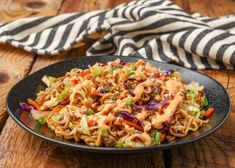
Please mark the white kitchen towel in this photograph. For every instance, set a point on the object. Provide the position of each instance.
(154, 29)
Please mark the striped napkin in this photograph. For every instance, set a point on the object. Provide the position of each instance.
(154, 29)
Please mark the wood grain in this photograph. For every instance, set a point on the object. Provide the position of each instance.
(26, 150)
(216, 150)
(21, 149)
(16, 63)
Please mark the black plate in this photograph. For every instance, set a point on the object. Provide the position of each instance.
(29, 86)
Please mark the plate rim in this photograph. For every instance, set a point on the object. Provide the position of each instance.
(113, 149)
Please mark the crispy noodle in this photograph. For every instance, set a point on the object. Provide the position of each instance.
(121, 104)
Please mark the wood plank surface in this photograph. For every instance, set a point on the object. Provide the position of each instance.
(44, 154)
(16, 63)
(216, 150)
(18, 148)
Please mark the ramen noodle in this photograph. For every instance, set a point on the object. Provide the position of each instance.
(120, 104)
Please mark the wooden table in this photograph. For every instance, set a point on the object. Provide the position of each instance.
(19, 148)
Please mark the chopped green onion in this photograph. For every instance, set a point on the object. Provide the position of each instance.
(84, 125)
(106, 89)
(111, 70)
(120, 145)
(188, 92)
(37, 127)
(63, 94)
(97, 71)
(197, 114)
(153, 133)
(72, 126)
(55, 117)
(90, 111)
(204, 101)
(41, 120)
(74, 69)
(157, 138)
(132, 73)
(128, 101)
(103, 131)
(51, 79)
(132, 66)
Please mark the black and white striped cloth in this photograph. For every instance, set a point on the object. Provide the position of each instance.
(155, 29)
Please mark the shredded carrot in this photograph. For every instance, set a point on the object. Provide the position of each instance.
(85, 72)
(200, 98)
(56, 109)
(34, 104)
(209, 113)
(163, 137)
(91, 123)
(134, 125)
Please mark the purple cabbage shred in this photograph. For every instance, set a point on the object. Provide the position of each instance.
(25, 106)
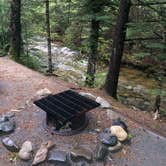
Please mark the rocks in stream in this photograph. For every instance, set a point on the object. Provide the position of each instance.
(58, 158)
(10, 145)
(41, 154)
(25, 152)
(119, 132)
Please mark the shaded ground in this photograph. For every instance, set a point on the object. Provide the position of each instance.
(18, 86)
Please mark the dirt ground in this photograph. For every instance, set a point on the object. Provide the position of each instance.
(18, 86)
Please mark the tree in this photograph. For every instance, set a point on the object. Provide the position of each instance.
(94, 9)
(111, 82)
(48, 37)
(15, 29)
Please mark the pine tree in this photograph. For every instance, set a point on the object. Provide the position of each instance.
(15, 28)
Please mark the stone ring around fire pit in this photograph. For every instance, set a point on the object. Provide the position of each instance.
(66, 111)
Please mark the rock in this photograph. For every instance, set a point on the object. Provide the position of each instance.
(41, 154)
(108, 139)
(138, 89)
(9, 115)
(115, 148)
(112, 114)
(119, 122)
(101, 152)
(15, 110)
(10, 145)
(88, 95)
(103, 103)
(58, 158)
(25, 151)
(129, 87)
(81, 163)
(119, 132)
(106, 130)
(97, 130)
(3, 119)
(43, 92)
(7, 127)
(81, 152)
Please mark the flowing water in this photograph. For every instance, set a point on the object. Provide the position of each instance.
(135, 89)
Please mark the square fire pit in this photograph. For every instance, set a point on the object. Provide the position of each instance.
(66, 111)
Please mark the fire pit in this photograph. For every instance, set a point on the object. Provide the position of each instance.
(66, 111)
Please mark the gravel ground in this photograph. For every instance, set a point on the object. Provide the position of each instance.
(18, 86)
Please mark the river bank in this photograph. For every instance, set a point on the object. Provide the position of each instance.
(135, 89)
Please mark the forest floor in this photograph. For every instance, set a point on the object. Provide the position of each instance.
(18, 85)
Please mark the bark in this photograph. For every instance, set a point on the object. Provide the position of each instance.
(15, 29)
(90, 79)
(111, 82)
(48, 37)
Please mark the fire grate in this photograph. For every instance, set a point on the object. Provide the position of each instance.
(66, 108)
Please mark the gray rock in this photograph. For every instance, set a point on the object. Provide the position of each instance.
(3, 119)
(81, 153)
(9, 115)
(41, 154)
(7, 127)
(107, 130)
(101, 152)
(58, 158)
(103, 103)
(10, 145)
(119, 132)
(115, 148)
(119, 122)
(25, 152)
(108, 139)
(112, 114)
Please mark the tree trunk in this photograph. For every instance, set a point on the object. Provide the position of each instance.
(111, 82)
(90, 79)
(48, 37)
(15, 29)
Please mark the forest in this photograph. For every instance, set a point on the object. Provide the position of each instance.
(109, 36)
(83, 83)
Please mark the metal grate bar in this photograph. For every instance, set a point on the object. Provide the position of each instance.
(66, 105)
(47, 109)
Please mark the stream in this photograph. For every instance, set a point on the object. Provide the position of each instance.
(135, 89)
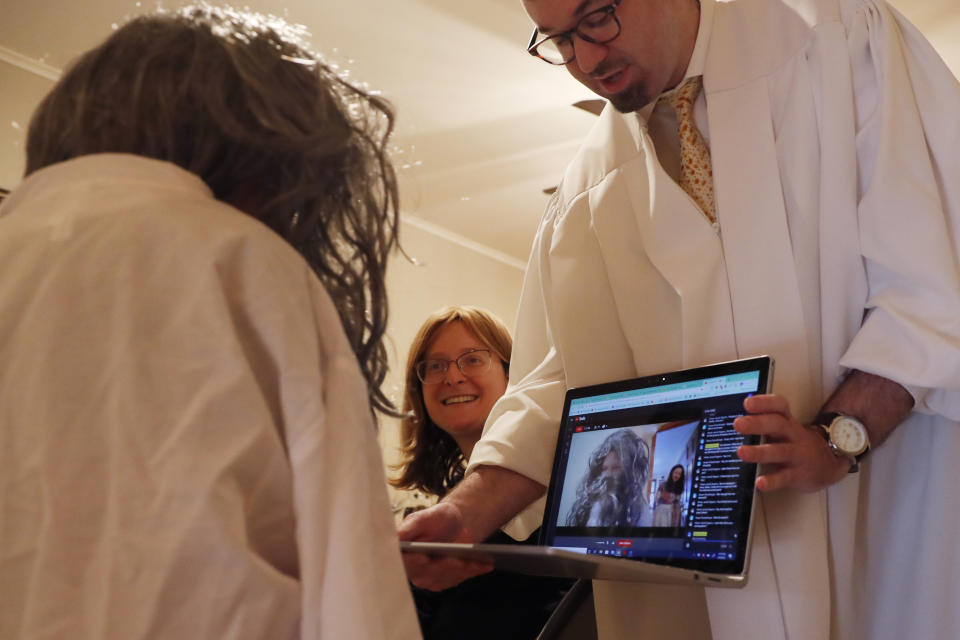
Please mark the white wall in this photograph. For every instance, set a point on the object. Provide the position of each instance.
(21, 91)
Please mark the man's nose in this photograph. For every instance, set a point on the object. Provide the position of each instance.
(588, 54)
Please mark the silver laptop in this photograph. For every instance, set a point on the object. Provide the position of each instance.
(646, 483)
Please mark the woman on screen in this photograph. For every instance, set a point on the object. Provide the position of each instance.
(668, 508)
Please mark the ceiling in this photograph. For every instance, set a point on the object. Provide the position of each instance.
(482, 127)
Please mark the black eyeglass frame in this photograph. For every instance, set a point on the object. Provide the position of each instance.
(610, 9)
(418, 367)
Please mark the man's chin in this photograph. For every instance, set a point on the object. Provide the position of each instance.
(630, 99)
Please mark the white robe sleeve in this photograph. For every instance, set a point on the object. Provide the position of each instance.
(909, 210)
(521, 430)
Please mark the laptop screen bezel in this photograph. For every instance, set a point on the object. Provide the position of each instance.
(763, 365)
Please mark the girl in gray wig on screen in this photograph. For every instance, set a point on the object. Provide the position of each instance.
(612, 492)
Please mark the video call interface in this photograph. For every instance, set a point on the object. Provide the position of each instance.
(653, 474)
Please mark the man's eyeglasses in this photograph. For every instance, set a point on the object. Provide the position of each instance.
(471, 363)
(598, 27)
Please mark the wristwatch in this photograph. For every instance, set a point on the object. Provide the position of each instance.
(846, 435)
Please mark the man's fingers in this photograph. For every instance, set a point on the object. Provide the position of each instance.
(767, 403)
(772, 425)
(770, 453)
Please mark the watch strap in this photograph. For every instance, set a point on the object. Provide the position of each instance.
(823, 420)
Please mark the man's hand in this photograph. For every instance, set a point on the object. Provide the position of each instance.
(483, 501)
(797, 456)
(440, 523)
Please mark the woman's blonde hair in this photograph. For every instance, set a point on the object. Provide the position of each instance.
(239, 100)
(432, 461)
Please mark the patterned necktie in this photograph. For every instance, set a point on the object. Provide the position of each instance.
(696, 171)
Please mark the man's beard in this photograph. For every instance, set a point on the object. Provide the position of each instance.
(631, 99)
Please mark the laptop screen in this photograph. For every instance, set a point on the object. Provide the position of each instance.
(647, 468)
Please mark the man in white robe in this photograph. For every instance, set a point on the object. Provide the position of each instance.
(834, 137)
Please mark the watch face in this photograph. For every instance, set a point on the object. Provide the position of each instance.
(849, 435)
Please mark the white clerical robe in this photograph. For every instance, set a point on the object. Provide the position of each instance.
(835, 140)
(186, 443)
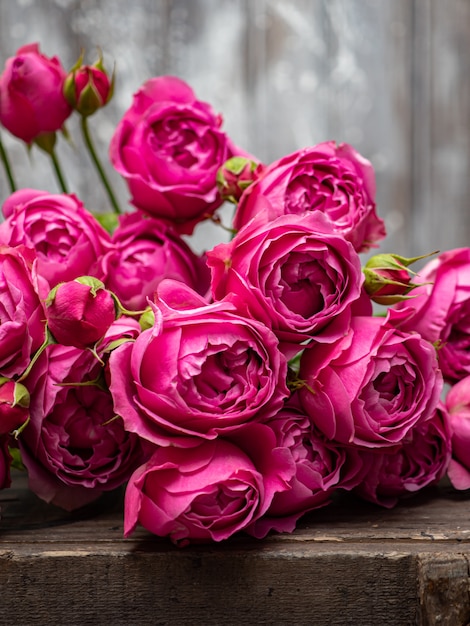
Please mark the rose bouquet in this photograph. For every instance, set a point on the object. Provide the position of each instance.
(231, 391)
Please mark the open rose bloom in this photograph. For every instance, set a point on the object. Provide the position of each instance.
(239, 388)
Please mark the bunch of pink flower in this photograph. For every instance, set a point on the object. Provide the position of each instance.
(233, 391)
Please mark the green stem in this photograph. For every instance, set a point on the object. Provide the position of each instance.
(99, 167)
(7, 166)
(58, 171)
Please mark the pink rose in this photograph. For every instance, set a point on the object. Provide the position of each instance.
(295, 274)
(146, 251)
(440, 310)
(67, 238)
(80, 311)
(420, 460)
(209, 491)
(458, 405)
(74, 448)
(31, 98)
(321, 467)
(328, 178)
(22, 327)
(168, 147)
(88, 88)
(371, 387)
(201, 370)
(14, 405)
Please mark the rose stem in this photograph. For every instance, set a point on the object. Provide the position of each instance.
(99, 167)
(7, 166)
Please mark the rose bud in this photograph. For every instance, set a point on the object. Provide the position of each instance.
(87, 88)
(235, 176)
(79, 312)
(31, 98)
(14, 405)
(388, 279)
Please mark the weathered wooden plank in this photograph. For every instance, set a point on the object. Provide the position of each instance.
(441, 141)
(388, 76)
(350, 563)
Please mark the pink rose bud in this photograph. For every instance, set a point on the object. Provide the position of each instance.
(79, 312)
(235, 176)
(87, 88)
(388, 279)
(14, 405)
(31, 98)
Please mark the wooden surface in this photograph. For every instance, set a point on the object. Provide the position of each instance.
(351, 563)
(388, 76)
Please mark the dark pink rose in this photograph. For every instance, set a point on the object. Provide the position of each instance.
(88, 88)
(74, 447)
(440, 310)
(67, 239)
(22, 326)
(31, 98)
(458, 405)
(420, 460)
(210, 491)
(201, 370)
(371, 387)
(145, 252)
(168, 147)
(14, 405)
(80, 311)
(294, 273)
(329, 178)
(322, 467)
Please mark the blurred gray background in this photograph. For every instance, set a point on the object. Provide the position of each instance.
(391, 77)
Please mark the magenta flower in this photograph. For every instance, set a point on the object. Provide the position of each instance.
(328, 178)
(208, 491)
(372, 386)
(168, 147)
(201, 370)
(295, 273)
(31, 98)
(67, 239)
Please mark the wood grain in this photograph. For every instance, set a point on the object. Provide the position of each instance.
(388, 76)
(350, 563)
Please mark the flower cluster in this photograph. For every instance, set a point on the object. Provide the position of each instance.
(230, 391)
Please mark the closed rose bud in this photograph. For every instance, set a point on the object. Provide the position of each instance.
(388, 279)
(31, 98)
(235, 176)
(79, 312)
(14, 405)
(87, 88)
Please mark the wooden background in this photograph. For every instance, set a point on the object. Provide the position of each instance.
(390, 77)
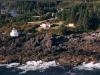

____

WHAT NEEDS TO BE DONE: Could you repeat the lines from the one holding "Please mark the wooden background" through the end of the records above, swapping "background" for "backdrop" and keeping everything else the same? Leave out the pictures.

SOLUTION TO THE EXERCISE:
Please mark the wooden backdrop in this photograph. For every instance, set a point on the object. Provide the position of each instance.
(390, 77)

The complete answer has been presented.